Auszug aus Quelle:
Karl Polanyi identifizierte den Wirtschaftsliberalismus als Wurzel reaktionären Denkens. Seine Theorie der »entbetteten« Märkte ist so aktuell wie nie.

7 Minuten Lesedauer

Collage: Surplu

Karl Polanyi ist ein Pionier der interdisziplinären Wirtschaftswissenschaft. Mit seinem weiten Verständnis von Ökonomie als der Organisation der Lebensgrundlagen kritisierte er den illusionären Versuch der Wirtschaftsliberalen, alle Lebensbereiche zu vermarktlichen. Karl Polanyi wandte sich gegen jede Form von Dogmatik, allen voran der des wirtschaftsliberalen Marktfundamentalismus. Wiewohl ein Linker, kombinierte er progressives und konservatives Denken, um den Wirtschaftsliberalismus als eine illusionäre und deshalb gefährliche Ideologie zu entlarven. Polanyi zählt zu den wenigen linken Denkerinnen und Denkern, die schon früh die Ambivalenzen gesellschaftlichen Fortschritts erkannten und wussten, wie wichtig »Beheimatung« (habitation) gerade in Zeiten des Umbruchs ist. Deshalb hilft seine Analyse, um aktuelle Dynamiken wie die Klimakrise und den Aufstieg reaktionärer rechter Bewegungen besser zu verstehen.

Karl Polanyi wurde 1886 in Wien geboren, als Kind einer gutbürgerlichen jüdischen Familie. Der ungarisch-österreichische Intellektuelle wuchs in Budapest auf und diente im Ersten Weltkrieg, wo er schwer verletzt wurde. Während des Roten Wien (1919–1934) verdiente er sich seinen Lebensunterhalt als Journalist. 1933 floh er vor dem aufkommenden Austrofaschismus nach England, wo er in der Arbeiterbildung tätig war, um schließlich 1944 in den USA sein Hauptwerk The Great Transformation zu verfassen. Er wurde dort an der Columbia University Professor und wandte sich bis zur Pensionierung der Anthropologie zu, um real existierende alternative Wirtschaftsformen zu studieren, die keine Marktwirtschaften waren. Da seine Frau Ilona Duczyńska als ehemalige Kommunistin kein Visum für die USA bekam, siedelten sie sich in Kanada an, wo er 1964 starb.

Polanyi stand sowohl der Sozialdemokratie als auch dem Bolschewismus, der Freiheit und Demokratie untergrub, kritisch gegenüber. Er bewunderte das sozialdemokratische Rote Wien der Zwischenkriegszeit – neben dem Wohnbauprogramm begeisterte ihn vor allem die Idee, aus Arbeiterinnen und Arbeitern selbstbewusste Menschen zu machen, die die Stadt gestalten. Gleichzeitig störte ihn vor allem nach dem Zweiten Weltkrieg die Verwaltung des Wohlfahrtskapitalismus. Stattdessen sympathisierte er mit einem christlichen und einem demokratischen Sozialismus. Heute stünde er als radikaler Reformer, als moralischer Realist vermutlich ökosozialistischen Ansätzen nahe.

Gesammeltes Material:
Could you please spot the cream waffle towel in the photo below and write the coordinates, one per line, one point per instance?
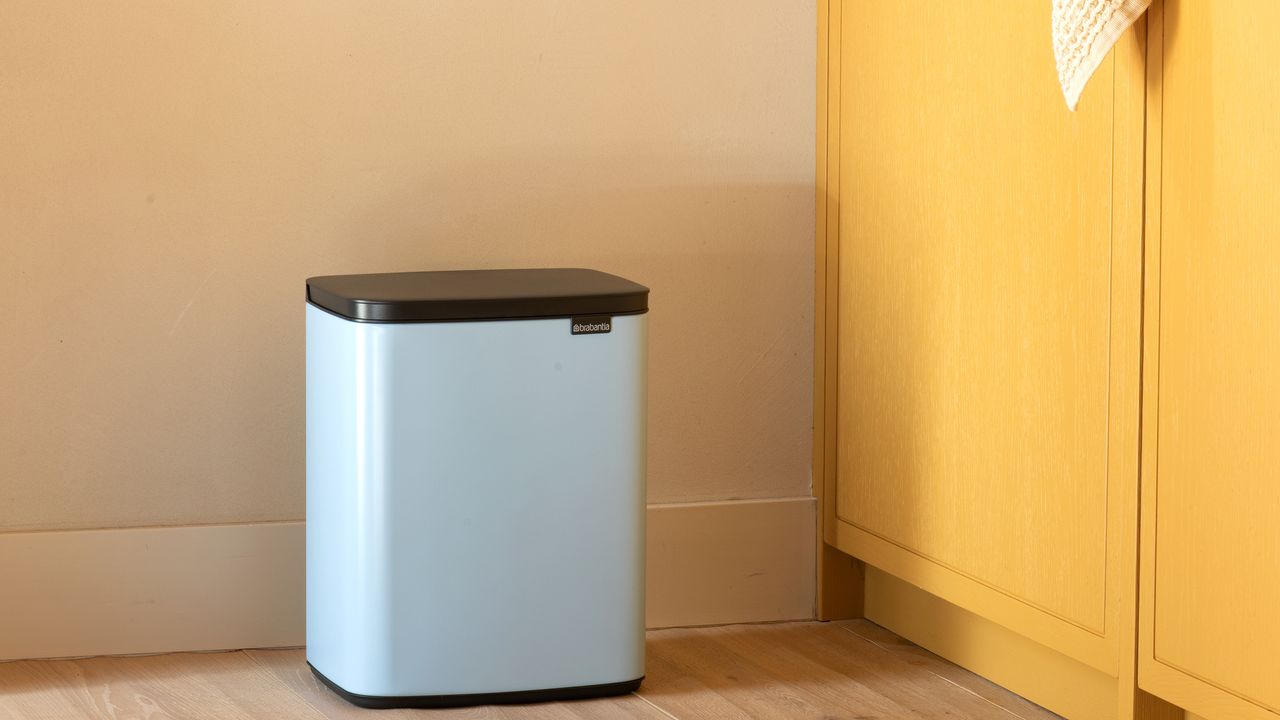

Aufgabendetails:
Führe den Text über Karl Polanyi im gleichen Stil fort, beginnend nach seinem letzten Satz.

Ergebnis dieser Aufgabe:
Keine Märkte ohne gesellschaftliche Einbettung

The Great Transformation erschien 1944 und wollte sich in die Debatten über die Nachkriegsordnung einmischen. Allzu rasch beendete der beginnende Kalte Krieg allerdings die Hoffnung, das Resultat der Verwerfungen von Weltwirtschaftskrise, Faschismus und Krieg werde eine postkapitalistische Gesellschaft sein. Statt alle Lebensbereiche als Marktwirtschaft zu organisieren, sollten in einer gemischten Wirtschaftsordnung die vier sozioökonomischen Prinzipien kombiniert werden: Tausch, dort, wo es sinnvoll ist, Umverteilung durch eine staatliche Zentralmacht zur Gewährleistung des sozialen Zusammenhalts, Reziprozität als auf Gegenseitigkeit beruhender Zusammenarbeit in Familie, Nachbarschaft und Freundeskreis sowie Haushalten als das Wirtschaften im eigenen Haus.

Erst nach Polanyis Tod erwachte wieder Interesse an ihm und seinem Hauptwerk: zuerst in der im Gefolge der 1968er-Bewegung aufkommenden Suche nach »alternativen Ökonomien«, dann mit der Kritik am Neoliberalismus und seiner Tendenz zur Ökonomisierung aller Lebensbereiche, inklusive Privatisierung von Bildung, Gesundheit, Wasser und Energie. Nicht alles könne und solle, so Polanyis Kritik, zur Ware gemacht werden. Es gibt auch »fiktive Waren« wie Arbeit, Geld und Land, die nicht für den Markt produziert wurden, weshalb ihre Vermarktlichung den gesellschaftlichen Zusammenhalt gefährdet. Seine bekannte zentrale These lautete: Es sei eine wirtschaftsliberale Illusion, Gesellschaft von einem sich selbst regulierenden Markt steuern zu lassen. So eine Gesellschaft könne nicht von Bestand sein. Polanyi identifizierte, dass sich gegen die Bewegung hin zur Vermarktlichung von allem und jedem schon im 19. Jahrhundert Gegenbewegungen bildeten: zivilgesellschaftlich in Form von Gewerkschaften und Genossenschaften, staatlich in Form von Sozial- und Arbeitsgesetzen. In den 1930er Jahren waren Kommunismus (Stalin), Faschismus (Hitler) und Reformpolitik (Roosevelt) unterschiedliche Antworten auf das Versagen des Wirtschaftsliberalismus. 

Ende des 20. Jahrhunderts bildete sich erneut eine Bewegung gegen den Wirtschaftsliberalismus, diesmal in Gestalt der neoliberalen Globalisierung. In der Großen Finanzkrise 2008 konnte der Zusammenbruch des Finanzsystems nur durch staatliche Intervention verhindert werden. Damit erhielt die Forderung nach dem Ende des Marktfundamentalismus neuen Auftrieb.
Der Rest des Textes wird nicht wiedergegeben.